** Start of EXTRACT TO READ **
We didn't have a solid destination picked, finding a spot on BLM land was a thought, but it was getting late in the day for luck.  So we took the easy option, Bottomless Lakes state park just east of Roswell.  It turned out really great.  NM state park campsites with electric are only $14, and no daily extra entry fee per person, so it's pretty reasonable.

The lakes are sinkholes from underground caverns, all in a general line about 5 miles long, along a small bluff.  The chain of lakes are spring fed, and a large one by the campground flows out into a desert wetland area.  The soil has higher amounts of salt and calcium from the mineral water being evaporated.  Wooden posts along the road are encrusted with minerals from water wicking up and evaporating (my theory...).

Good sunsets over the lake and the valley toward Roswell.  See the spaceship in the sunset?  Maybe you just don't want to believe (we've been watching the X-Files now that we're here on location).

Around the lakes, the rocks and soil are tumbled down into the water, and it's fun for scrambling around.  It's not too solid in general, there is a lot of crumbly gypsum in the rock.  I still don't know what the red clay soil is from?  iron bearing fossil sediment?   Here's more about the geology of the lakes.

Look!!!  There's an alien in the bush!!!  Watch out Alice!

The park road is a scenic loop, about 10 miles around.  It was easy going with the wind at our backs, not so easy on the way back.

 And there's a fun little mountain bike loop at the north end of the park.  Pretty flat generally, with some small gulleys to shoot across.   Elliot and I did about half of the 3 mile loop.  There was a crashed spaceship on the other half, and the men in silvery suits told us there was nothing to see, so we left.

We stayed for 3 nights, and had relaxing days, walking & biking and hanging around. 

I put on the new propane regulator, it works and it doesn't smell.  The old auto-changeover regulator would not always flow propane, acting like the primary tank was out of propane, until I would fiddle with the selector, then it might go.  I could smell propane around the tanks and regulator faintly sometimes, but I was not able to find a leak with soapy water.  The final straw was how fast we used up the last tanks, I think it leaked away some and we ran out sooner than expected.

Tomorrow we plan to go back through Roswell, see the museum this time, and then head to White Sands.

Thursday, February 25, 2016


We went North a little bit (we keep wondering why...) to Carlsbad Caverns and then through the city of Carlsbad.

Driving North along the Guadalupe mountains was pretty, especially with the clouds up against the hills, and a big rainbow.

At the Caverns, it was cold and rainy up on top (surprise, up on the hills in the previous pictures). Down inside the cave it was a lot more comfortable. It was a long hike down and back, said to be 750 feet down, and about 3 miles long, and it was worth it. Sorry the phone camera doesn't do it justice.

Then we drove through the city of Carlsbad, and on to Lake Brantley state park. It's a nice park, the sky is pretty wide open. There are a couple of short hiking or mountain bike trails through the desert.

There is also a good playground structure, which was a hit with our preschoolers. Brings back memories.

Monday, February 22, 2016

Highest in Texas

Sunday we hiked up Guadalupe Mountain, and it was a real hike too.   About 8 miles round trip and 3000 feet up from the campground at the trailhead.

  We had a 50% attrition rate though, the girls headed back about a third of the way up due to the dizzying view.  However far up you go,  the views are amazing.

At least our pack horse made it all the way with water and granola snacks.
** End of EXTRACT TO READ **
** Start of DATASET ENTRIES **
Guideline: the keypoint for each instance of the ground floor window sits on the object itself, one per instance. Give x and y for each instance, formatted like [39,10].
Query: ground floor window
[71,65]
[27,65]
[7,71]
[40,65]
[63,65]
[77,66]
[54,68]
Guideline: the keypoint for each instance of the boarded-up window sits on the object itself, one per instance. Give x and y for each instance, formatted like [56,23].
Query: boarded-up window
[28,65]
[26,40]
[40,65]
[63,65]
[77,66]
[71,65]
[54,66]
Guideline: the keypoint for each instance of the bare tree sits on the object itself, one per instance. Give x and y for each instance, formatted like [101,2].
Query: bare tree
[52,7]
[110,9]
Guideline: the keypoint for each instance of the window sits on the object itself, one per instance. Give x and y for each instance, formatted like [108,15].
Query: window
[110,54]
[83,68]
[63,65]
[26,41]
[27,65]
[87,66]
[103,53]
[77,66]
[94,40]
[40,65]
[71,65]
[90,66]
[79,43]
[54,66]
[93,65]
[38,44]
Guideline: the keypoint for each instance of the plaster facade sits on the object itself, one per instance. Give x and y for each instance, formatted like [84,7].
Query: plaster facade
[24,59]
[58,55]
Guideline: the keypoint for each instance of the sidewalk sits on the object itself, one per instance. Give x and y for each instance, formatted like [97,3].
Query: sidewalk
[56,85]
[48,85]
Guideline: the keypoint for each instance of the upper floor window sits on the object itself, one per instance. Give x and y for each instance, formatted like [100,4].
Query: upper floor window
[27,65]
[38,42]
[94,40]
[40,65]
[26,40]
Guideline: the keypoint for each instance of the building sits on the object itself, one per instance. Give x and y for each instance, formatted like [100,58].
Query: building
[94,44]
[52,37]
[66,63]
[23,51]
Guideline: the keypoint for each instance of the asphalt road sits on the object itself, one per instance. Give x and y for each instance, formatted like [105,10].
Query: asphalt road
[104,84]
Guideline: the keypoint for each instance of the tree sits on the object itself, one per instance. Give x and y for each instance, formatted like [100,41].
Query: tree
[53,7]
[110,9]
** End of DATASET ENTRIES **
WRITTEN INSTRUCTION A:
From the travel post, list every distance given in miles, each with the route or feature it measures.
WRITTEN INSTRUCTION B:
Retype the travel post word for word, from "Around the lakes, the" to "and hanging around.", inclusive.
The items play no part in this work.

EXERCISE SOLUTION A:
- About 5 miles: the line of lakes along the bluff at Bottomless Lakes
- About 10 miles: the scenic park road loop
- 3 miles: the mountain bike loop at the north end of the park
- About 3 miles: the hike down into Carlsbad Caverns and back
- About 8 miles round trip: the hike up Guadalupe Mountain

EXERCISE SOLUTION B:
Around the lakes, the rocks and soil are tumbled down into the water, and it's fun for scrambling around.  It's not too solid in general, there is a lot of crumbly gypsum in the rock.  I still don't know what the red clay soil is from?  iron bearing fossil sediment?   Here's more about the geology of the lakes.

Look!!!  There's an alien in the bush!!!  Watch out Alice!

The park road is a scenic loop, about 10 miles around.  It was easy going with the wind at our backs, not so easy on the way back.

 And there's a fun little mountain bike loop at the north end of the park.  Pretty flat generally, with some small gulleys to shoot across.   Elliot and I did about half of the 3 mile loop.  There was a crashed spaceship on the other half, and the men in silvery suits told us there was nothing to see, so we left.

We stayed for 3 nights, and had relaxing days, walking & biking and hanging around.